# TASK TO CARRY OUT
Beneath this task are records; print exactly the stretch of them from the line with "Need: a marker for each instance of the fence" through the line with "Target: blue jeans", both ends included.

[Opening SUPPLIED INFORMATION section]

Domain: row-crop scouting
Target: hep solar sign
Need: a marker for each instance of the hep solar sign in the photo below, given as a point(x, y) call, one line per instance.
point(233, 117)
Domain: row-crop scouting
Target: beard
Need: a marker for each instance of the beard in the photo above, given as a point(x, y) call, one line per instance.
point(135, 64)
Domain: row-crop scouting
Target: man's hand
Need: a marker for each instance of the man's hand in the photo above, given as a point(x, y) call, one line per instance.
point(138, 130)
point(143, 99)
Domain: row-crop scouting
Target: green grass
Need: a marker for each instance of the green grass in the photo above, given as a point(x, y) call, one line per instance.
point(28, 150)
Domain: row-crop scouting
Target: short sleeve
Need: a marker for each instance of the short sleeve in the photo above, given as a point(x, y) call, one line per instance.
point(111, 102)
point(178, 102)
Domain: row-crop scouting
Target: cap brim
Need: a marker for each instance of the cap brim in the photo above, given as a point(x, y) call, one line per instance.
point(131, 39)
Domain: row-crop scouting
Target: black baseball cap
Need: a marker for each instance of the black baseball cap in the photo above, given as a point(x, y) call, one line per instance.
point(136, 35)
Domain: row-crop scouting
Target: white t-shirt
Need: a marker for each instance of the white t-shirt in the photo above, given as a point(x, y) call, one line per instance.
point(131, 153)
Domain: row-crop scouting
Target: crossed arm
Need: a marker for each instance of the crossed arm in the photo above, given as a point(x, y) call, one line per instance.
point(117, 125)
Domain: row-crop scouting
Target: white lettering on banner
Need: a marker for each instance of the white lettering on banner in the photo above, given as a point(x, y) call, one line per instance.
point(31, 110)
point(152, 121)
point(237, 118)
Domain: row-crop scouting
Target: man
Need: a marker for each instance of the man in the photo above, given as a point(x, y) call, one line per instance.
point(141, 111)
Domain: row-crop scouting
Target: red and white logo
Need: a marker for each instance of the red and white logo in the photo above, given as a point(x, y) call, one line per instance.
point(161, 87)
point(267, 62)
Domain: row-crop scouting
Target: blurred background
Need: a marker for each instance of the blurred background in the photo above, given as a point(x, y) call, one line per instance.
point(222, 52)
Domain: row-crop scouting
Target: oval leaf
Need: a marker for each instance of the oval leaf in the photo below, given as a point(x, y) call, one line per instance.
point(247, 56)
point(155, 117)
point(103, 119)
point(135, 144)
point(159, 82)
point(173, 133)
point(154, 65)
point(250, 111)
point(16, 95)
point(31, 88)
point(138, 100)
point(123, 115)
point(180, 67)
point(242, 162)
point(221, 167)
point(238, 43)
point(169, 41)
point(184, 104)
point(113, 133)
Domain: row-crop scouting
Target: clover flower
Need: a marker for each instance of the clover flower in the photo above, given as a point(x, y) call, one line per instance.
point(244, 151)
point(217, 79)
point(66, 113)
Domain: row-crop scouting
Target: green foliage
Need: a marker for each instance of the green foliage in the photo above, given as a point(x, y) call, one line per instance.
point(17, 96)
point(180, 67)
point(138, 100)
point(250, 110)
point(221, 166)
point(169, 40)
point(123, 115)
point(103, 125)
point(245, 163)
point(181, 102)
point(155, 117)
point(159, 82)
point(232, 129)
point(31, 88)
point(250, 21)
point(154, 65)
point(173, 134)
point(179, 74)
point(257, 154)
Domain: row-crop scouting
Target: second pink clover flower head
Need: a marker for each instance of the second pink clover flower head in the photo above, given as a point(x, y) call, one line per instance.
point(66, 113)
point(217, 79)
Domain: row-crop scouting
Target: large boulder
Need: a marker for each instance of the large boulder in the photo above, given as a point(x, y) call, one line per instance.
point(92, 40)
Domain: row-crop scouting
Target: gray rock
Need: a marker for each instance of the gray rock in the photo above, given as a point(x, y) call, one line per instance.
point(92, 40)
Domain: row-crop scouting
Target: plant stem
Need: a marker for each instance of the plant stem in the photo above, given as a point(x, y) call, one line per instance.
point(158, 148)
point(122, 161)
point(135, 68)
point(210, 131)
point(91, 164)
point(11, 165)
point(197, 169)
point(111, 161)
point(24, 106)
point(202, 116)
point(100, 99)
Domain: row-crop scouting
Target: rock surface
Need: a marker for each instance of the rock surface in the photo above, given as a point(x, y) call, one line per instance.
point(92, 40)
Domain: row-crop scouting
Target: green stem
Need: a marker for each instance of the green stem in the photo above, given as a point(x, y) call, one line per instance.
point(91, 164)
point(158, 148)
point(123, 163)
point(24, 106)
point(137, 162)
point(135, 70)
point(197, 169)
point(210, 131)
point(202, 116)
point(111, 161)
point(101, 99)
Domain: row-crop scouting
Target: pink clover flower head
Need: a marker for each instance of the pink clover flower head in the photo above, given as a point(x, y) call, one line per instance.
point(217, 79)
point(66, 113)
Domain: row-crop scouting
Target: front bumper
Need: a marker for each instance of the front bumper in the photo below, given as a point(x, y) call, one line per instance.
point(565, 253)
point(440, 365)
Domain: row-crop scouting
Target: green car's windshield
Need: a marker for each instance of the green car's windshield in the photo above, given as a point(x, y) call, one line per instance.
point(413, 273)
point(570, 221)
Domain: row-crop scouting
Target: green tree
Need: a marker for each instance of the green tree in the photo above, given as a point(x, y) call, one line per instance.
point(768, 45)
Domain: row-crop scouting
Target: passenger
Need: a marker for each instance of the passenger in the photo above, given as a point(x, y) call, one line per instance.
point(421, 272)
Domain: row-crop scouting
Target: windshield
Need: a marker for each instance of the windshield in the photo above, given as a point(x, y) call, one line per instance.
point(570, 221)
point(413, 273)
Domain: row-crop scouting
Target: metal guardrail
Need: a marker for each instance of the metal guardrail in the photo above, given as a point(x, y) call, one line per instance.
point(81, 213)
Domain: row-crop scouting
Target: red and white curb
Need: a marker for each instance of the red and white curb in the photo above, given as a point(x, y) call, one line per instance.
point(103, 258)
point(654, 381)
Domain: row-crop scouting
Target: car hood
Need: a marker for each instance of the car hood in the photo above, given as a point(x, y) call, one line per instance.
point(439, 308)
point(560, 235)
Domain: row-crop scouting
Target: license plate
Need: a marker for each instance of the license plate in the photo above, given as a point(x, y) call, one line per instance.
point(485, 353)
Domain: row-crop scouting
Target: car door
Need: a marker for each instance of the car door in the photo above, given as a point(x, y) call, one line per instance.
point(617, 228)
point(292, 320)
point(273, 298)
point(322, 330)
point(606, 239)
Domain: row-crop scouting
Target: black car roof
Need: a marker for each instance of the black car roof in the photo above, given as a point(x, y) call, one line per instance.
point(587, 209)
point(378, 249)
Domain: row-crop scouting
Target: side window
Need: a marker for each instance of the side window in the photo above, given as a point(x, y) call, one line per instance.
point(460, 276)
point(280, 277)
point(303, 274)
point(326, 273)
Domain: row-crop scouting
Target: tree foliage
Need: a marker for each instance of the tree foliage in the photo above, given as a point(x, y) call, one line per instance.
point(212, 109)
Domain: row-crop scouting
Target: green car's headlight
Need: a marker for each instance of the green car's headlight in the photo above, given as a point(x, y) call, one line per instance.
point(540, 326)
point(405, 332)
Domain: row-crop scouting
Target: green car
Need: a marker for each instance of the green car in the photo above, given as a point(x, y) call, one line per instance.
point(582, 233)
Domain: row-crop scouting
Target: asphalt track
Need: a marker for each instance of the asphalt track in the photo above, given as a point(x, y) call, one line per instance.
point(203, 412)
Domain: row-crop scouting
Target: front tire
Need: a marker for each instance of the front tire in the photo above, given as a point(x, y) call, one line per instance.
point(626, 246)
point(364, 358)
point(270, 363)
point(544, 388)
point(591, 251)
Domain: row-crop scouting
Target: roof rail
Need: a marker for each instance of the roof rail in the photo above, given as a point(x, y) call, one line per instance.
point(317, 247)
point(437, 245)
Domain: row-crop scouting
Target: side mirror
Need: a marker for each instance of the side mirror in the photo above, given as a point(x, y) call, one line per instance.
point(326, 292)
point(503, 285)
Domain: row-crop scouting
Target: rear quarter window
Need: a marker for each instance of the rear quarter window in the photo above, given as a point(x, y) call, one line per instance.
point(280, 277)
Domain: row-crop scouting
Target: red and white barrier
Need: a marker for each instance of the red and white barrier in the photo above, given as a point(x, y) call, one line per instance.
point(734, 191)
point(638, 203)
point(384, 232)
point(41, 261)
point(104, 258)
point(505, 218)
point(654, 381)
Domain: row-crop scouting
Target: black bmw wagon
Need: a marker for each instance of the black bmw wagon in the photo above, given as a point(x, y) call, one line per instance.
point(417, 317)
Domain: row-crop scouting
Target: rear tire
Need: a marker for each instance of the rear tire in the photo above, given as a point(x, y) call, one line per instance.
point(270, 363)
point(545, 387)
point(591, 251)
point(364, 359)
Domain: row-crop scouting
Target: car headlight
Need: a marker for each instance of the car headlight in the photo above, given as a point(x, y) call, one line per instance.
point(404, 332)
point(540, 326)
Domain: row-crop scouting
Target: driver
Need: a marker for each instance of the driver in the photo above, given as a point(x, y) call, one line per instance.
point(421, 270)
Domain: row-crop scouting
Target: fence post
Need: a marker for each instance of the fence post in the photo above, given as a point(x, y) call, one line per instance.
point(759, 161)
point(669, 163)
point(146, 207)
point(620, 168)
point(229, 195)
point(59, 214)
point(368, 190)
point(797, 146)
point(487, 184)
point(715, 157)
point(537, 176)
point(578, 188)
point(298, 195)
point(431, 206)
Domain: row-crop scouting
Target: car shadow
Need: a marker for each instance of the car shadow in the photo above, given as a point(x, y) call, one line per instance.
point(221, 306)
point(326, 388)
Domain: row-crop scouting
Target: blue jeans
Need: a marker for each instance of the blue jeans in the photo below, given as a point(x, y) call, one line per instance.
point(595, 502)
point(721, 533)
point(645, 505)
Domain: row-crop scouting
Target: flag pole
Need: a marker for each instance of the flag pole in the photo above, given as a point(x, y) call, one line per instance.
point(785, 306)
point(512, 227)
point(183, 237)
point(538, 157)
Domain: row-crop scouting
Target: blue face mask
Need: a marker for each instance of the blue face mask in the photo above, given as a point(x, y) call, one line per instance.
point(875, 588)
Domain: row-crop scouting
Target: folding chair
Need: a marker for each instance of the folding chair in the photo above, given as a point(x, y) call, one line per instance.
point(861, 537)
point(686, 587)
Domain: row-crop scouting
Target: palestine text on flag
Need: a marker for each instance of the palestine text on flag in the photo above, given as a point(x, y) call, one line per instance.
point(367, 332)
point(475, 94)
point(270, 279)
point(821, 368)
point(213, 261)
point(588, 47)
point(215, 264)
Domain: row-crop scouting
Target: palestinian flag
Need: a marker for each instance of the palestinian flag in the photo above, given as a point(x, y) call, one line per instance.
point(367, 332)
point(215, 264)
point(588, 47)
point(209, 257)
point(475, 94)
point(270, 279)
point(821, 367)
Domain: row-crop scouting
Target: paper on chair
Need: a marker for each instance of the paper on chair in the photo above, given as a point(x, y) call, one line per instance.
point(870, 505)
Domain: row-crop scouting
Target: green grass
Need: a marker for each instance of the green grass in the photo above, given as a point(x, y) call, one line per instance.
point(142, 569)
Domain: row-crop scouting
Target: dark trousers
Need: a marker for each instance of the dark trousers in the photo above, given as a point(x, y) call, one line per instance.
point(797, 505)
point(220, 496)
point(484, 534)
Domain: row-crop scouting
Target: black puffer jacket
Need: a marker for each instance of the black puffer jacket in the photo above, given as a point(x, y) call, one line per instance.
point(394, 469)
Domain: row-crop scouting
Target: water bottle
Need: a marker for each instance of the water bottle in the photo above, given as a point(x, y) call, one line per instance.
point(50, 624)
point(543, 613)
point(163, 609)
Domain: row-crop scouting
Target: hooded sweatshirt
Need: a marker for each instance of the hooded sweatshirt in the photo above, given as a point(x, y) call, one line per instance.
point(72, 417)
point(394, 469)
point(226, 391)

[Closing SUPPLIED INFORMATION section]

# TASK OUTPUT
Need: a marker for each instance of the fence post in the photo above, given as a point(x, y) call, one line per instance.
point(759, 161)
point(669, 163)
point(146, 207)
point(620, 168)
point(229, 195)
point(59, 214)
point(368, 190)
point(797, 146)
point(487, 184)
point(715, 157)
point(537, 176)
point(578, 188)
point(298, 195)
point(431, 206)
Domain: row-crop scouting
Target: car shadow
Need: a marker for each instance of the car shadow in the photo above, given as a point(x, y) call, one line per instance.
point(221, 306)
point(326, 388)
Domain: row-crop scouting
Target: blue jeans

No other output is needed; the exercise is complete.